- **Task directions**
Copy out exactly each line from the line with "[locate] green foliage" through the last line of the material below.
┌──
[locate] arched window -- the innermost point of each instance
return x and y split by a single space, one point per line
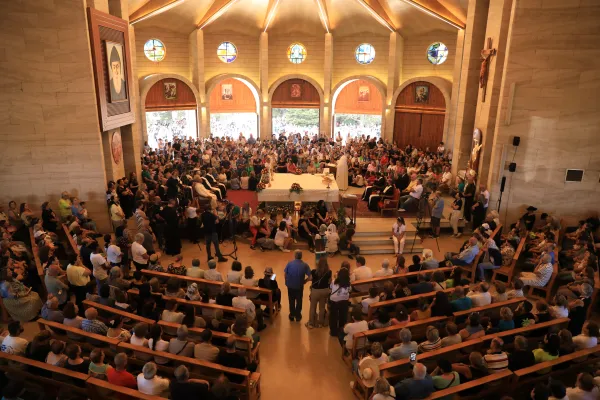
365 53
227 52
154 50
296 53
437 53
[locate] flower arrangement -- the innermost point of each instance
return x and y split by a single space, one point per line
296 188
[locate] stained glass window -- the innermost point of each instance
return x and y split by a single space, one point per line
365 53
296 53
227 52
154 50
437 53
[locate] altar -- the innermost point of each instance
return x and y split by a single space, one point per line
314 189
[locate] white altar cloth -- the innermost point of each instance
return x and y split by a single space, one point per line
314 189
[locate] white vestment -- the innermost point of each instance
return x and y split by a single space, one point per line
342 173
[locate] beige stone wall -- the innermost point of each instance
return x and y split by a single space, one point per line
344 61
415 63
280 65
555 109
50 138
176 60
246 62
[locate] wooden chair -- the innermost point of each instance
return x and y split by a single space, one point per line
546 289
390 203
508 270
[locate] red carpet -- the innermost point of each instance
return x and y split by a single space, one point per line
239 197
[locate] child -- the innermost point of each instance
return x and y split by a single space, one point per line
542 312
517 290
56 356
501 294
506 322
98 368
373 298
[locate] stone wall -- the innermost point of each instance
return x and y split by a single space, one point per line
552 63
176 59
50 139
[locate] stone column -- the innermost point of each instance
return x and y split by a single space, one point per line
396 52
196 43
465 89
263 65
326 123
485 117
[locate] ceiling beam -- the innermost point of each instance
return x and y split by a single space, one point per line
152 8
437 10
217 8
271 11
323 14
378 12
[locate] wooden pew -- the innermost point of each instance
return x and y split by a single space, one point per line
198 304
72 242
417 329
204 369
99 389
531 375
380 280
403 300
205 282
487 385
126 315
61 380
251 354
509 270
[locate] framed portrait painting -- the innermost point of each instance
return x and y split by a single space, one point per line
116 71
227 91
422 94
296 90
364 93
170 90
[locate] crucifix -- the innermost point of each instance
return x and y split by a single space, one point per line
486 55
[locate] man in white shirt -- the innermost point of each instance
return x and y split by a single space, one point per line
139 252
480 295
13 344
100 266
411 201
385 269
242 302
195 271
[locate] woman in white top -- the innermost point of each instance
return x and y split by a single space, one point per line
332 240
158 344
235 274
250 281
339 302
282 238
399 235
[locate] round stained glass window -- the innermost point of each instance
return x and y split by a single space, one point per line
437 53
227 52
365 53
296 53
154 50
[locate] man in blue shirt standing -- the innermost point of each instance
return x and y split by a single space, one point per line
297 273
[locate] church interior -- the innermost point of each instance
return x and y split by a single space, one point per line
336 199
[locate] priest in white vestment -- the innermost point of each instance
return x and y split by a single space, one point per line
342 173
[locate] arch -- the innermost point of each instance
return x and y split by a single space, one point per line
146 84
215 80
444 85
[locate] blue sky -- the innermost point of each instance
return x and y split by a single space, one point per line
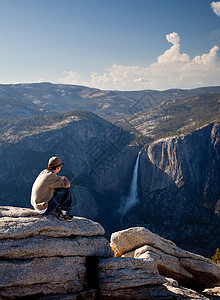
111 44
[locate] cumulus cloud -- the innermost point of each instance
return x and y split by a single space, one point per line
216 7
172 69
71 77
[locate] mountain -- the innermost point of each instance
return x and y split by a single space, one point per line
25 100
92 149
177 132
179 189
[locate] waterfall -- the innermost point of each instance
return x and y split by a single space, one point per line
132 198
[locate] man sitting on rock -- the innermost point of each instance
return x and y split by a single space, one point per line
50 192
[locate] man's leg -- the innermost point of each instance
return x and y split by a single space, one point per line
61 200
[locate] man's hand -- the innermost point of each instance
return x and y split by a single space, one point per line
67 183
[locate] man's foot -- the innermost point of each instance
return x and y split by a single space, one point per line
59 215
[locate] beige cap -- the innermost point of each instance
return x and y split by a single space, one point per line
54 162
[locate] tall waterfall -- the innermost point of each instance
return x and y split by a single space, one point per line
132 199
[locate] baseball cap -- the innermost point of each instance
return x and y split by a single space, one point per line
54 162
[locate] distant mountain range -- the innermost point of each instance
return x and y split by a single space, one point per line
99 134
25 100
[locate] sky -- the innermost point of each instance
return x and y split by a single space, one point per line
111 44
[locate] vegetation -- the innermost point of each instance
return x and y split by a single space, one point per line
216 256
178 117
186 115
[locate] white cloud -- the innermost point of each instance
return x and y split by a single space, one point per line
172 69
216 7
71 77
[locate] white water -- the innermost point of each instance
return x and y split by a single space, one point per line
132 199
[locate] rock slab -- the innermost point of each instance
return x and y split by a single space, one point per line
189 269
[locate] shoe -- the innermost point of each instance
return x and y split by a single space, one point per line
66 217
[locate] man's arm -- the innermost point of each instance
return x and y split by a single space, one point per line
67 182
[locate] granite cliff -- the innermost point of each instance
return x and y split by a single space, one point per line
46 258
179 189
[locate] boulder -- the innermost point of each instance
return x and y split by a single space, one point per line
42 255
187 268
21 223
120 274
42 275
42 246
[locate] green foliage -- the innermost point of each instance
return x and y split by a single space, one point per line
186 115
216 256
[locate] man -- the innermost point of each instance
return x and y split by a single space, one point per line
50 192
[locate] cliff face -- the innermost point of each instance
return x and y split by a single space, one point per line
46 258
179 187
98 162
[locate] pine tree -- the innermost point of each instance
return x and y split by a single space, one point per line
216 256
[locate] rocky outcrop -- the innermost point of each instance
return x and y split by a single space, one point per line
45 258
179 190
41 255
187 268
└──
- **Worked answer**
[locate] green foliage -- the innermost point of each instance
return x and y split by a single space, one point per line
186 115
216 256
[locate] man -- the innermost point of each instance
return x and y split by a single space, one point per line
50 192
[locate] cliff face -- the innermost point of each instance
return x and y split by a single space, one point per line
46 258
179 187
98 162
[locate] pine tree -- the innermost point of each instance
return x and y split by a single space, one point per line
216 256
[locate] rocky outcrop -- the innermost point of each instance
return x and y split by a single space, one point per line
45 258
179 190
41 255
187 268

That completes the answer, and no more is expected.